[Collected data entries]
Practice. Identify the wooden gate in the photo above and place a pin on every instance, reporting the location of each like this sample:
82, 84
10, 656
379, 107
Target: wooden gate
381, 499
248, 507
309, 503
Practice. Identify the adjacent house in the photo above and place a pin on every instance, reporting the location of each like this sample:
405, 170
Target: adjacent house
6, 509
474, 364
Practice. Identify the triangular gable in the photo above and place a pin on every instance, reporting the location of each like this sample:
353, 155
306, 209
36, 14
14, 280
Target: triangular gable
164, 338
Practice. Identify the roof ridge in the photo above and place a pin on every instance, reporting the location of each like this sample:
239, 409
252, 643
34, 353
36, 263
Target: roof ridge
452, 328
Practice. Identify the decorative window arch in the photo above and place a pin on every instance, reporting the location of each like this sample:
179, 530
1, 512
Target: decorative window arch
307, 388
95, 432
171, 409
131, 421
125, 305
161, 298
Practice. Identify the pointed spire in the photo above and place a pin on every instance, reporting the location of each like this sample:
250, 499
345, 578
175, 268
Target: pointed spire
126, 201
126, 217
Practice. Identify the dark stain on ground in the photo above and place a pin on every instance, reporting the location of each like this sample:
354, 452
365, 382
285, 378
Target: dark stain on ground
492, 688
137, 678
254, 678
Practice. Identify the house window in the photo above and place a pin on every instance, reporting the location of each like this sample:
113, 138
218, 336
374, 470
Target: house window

» Exercise task
Write out the items again, from the line containing "Practice. Identify the decorative" through the end, with "pointed spire" replaced by "sharp spire" and everything else left the same.

» Correct answer
Practice. Identify the decorative window arch in the photo above and place a pin on every instance, reporting the location of each like this sample:
179, 530
1, 512
Target: decorative window arch
307, 388
95, 432
171, 409
131, 421
125, 305
161, 298
Practice. Identify the sharp spire in the photo above and place a pin on every instance, reporting the location of each like this sample:
250, 499
345, 578
175, 268
Target: sharp spire
126, 201
126, 217
Practice. Identify the dark stain on ground in the photo above and place a pin on every instance, reporting the location of each like this sample:
354, 452
365, 382
285, 378
Target: dark stain on ground
492, 688
137, 678
254, 678
Practice. Identify the house window in the photo above and place a pin on every instance, reporting the location of each like this sample:
113, 138
218, 336
374, 470
Target: house window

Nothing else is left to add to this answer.